**Consigne A**
Affichez chacune des lignes qui contiennent la chaîne « paper ».

**Texte source**
##########

Félix Auger-Aliassime n’avait jamais joué sur le gazon dans des tournois professionnels avant cette saison. Pas sûr qu’il ait maintenant envie de jouer sur une autre surface !

Le Canadien a remporté hier à Londres deux victoires significatives contre des adversaires de fort calibre, l’Australien Nick Kyrgios et le Bulgare Grigor Dimitrov, pour se qualifier en quarts de finale du tournoi du Queen’s. Il y retrouvera le favori Stéfanos Tsitsipás, sixième mondial, qu’il a battu lors de leur seul duel en carrière, plus tôt cette saison.

En deux semaines, Auger-Aliassime a compilé une fiche de 6-1 sur le gazon. Finaliste à Stuttgart pour son premier tournoi, il a vite ajusté son jeu à une surface qui met en valeur la puissance de ses services et de ses coups droits. Et depuis trois jours, le joueur de 18 ans a aussi fait preuve d’une remarquable maturité en composant avec un horaire compliqué par la pluie.

Obligé, comme plusieurs de ses rivaux, de disputer deux matchs hier, Auger-Aliassime a d’abord réussi à se débarrasser de Dimitrov en deux manches de 6-4, 6-4, et ce, en tout juste 1 heure 15 minutes. Le Bulgare (45e) était 3e mondial il y a à peine un an, mais il n’a pas toujours la même motivation que son jeune rival. Auger-Aliassime ne lui a laissé aucune ouverture et il n’a eu qu’à convertir deux des trois balles de bris qu’il a eues pour filer avec la victoire.

Rester calme

Deux heures plus tard, les choses ont été un peu plus compliquées dans une victoire de 6-7 (4), 7-6 (3), 7-5 devant Kyrgios. L’Australien est une curieuse « bibitte », capable du meilleur comme du pire. Il l’a encore montré hier avec des coups spectaculaires, mais aussi un manque flagrant d’effort sur certains points et des crises monstrueuses pour des vétilles.

Kyrgios y est notamment allé d’une violente sortie contre les décisions des juges de ligne et de l’arbitre, qu’il a accusés de « truquer le jeu ». En conférence de presse, il a en a remis une couche : « L’arbitre savait que j’allais réagir. Tous les arbitres le savent, ils en parlent, bien sûr. Ils savent que je ne serai jamais le genre de joueur qui reçoit une mauvaise décision et la laisse passer […] Et [l’arbitre] sait que je vais devenir fou. […] Si vous êtes assis sur la chaise et que vous ne changez pas [la décision], c’est que vous ne faites pas votre travail correctement. »

##########

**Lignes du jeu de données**
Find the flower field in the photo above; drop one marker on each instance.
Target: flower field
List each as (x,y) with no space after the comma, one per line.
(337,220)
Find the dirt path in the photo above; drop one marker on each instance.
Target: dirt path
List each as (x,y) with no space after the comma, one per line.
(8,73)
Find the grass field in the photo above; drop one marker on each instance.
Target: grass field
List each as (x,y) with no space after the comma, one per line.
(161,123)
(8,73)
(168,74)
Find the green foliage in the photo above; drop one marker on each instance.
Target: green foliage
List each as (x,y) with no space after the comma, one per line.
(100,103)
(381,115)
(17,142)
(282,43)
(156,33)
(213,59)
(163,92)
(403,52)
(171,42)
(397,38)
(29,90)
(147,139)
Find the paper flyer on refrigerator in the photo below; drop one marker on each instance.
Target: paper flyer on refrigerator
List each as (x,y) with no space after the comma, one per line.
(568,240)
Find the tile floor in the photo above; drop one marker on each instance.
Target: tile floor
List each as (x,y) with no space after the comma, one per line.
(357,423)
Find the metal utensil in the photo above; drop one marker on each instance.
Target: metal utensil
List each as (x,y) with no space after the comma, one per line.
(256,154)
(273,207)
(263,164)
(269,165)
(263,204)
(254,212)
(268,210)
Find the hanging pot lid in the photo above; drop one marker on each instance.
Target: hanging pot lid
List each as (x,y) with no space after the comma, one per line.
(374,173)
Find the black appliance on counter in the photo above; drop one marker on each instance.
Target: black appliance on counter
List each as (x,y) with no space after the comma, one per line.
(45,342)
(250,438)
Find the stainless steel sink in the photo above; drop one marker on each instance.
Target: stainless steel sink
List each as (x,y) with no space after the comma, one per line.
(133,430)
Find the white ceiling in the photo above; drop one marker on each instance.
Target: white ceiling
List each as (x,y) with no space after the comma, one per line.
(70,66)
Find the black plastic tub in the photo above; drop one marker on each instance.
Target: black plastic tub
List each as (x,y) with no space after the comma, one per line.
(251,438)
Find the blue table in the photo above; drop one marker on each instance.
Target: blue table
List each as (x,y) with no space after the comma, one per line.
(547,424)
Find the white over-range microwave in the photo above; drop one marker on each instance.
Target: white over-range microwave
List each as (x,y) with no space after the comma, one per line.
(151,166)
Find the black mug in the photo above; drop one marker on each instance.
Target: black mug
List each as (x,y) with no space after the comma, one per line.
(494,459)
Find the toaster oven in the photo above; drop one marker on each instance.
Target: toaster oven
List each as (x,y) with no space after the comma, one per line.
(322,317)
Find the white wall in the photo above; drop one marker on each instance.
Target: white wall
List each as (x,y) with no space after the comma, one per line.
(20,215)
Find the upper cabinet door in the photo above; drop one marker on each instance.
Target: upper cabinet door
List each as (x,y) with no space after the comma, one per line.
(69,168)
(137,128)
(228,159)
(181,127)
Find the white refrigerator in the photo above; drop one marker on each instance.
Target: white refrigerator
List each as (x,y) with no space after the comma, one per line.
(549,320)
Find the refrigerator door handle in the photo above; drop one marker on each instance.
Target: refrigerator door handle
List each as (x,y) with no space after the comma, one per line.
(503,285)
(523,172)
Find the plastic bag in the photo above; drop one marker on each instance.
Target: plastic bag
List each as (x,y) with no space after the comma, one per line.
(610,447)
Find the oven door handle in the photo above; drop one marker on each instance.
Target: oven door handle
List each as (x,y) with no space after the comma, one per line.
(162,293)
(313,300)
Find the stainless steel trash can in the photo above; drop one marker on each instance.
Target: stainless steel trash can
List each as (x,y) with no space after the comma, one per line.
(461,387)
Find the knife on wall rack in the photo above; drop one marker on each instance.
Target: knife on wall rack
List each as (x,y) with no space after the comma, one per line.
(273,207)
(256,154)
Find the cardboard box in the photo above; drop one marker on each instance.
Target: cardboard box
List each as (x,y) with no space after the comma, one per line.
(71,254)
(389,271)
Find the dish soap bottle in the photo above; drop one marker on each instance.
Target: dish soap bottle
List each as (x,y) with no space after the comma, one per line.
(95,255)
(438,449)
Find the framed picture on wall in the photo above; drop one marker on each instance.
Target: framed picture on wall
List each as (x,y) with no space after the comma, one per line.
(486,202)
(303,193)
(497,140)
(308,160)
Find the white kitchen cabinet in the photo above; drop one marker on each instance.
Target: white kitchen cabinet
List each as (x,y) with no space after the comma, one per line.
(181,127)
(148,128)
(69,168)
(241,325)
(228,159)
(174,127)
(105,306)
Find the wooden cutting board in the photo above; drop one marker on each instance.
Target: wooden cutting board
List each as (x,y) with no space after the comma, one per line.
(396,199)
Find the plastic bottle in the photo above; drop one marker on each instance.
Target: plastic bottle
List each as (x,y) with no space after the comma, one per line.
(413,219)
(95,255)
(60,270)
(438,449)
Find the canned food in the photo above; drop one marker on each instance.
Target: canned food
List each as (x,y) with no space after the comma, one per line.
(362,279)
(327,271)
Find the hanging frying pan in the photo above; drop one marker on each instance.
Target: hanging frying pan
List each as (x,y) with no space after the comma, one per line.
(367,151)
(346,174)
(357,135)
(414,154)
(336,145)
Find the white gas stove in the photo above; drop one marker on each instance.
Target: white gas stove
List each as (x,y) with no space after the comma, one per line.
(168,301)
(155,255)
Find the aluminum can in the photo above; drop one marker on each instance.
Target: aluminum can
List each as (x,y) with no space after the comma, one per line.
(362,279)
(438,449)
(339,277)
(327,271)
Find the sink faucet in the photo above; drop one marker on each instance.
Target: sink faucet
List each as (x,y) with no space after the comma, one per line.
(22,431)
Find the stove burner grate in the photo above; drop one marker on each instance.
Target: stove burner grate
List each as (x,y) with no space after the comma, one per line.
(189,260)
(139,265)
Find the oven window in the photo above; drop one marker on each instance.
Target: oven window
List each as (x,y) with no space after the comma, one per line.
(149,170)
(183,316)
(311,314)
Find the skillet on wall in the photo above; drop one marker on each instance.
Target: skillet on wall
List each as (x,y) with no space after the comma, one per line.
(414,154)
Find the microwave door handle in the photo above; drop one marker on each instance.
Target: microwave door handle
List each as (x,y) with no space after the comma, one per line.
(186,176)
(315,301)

##########

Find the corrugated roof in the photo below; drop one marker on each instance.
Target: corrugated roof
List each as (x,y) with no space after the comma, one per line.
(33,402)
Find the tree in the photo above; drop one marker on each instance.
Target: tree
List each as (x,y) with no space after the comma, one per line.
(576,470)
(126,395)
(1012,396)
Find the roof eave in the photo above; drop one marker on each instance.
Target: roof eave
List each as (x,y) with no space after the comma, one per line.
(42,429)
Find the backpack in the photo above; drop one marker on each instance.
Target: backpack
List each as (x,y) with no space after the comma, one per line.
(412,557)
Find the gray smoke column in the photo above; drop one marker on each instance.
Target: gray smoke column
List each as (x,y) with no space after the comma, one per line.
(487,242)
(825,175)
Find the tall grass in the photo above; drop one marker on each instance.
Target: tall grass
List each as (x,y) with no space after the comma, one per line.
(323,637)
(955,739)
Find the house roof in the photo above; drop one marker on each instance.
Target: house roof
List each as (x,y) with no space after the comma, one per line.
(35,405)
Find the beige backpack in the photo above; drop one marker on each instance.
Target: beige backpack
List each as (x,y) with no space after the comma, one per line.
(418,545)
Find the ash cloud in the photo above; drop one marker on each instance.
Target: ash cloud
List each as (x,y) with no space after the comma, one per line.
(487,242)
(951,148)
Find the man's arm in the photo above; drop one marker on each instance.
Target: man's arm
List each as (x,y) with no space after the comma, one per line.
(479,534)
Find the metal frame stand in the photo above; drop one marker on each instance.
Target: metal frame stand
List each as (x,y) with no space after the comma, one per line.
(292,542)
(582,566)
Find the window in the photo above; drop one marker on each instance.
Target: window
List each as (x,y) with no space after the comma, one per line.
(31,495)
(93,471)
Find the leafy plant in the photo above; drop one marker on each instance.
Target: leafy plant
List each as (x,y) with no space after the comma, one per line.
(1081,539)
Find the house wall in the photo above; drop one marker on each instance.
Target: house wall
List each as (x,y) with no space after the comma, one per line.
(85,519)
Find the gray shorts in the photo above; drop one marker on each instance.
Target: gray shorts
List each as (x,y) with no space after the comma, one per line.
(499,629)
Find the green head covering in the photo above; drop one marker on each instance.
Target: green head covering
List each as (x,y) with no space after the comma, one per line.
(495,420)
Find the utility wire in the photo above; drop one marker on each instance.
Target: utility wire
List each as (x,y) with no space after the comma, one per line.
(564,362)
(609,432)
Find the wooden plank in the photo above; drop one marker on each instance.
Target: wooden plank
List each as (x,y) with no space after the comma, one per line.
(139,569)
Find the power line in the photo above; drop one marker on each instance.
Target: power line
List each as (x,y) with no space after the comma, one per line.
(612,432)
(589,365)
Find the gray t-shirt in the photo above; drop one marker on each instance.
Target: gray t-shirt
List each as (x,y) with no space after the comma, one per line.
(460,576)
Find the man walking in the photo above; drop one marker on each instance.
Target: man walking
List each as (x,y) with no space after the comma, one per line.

##########

**Consigne B**
Traduisez en anglais cette phrase de l'article sur le tennis : « Félix Auger-Aliassime n’avait jamais joué sur le gazon dans des tournois professionnels avant cette saison. »

**Résultat A**
Find the paper flyer on refrigerator in the photo below; drop one marker on each instance.
Target: paper flyer on refrigerator

**Résultat B**
Félix Auger-Aliassime had never played on grass in professional tournaments before this season.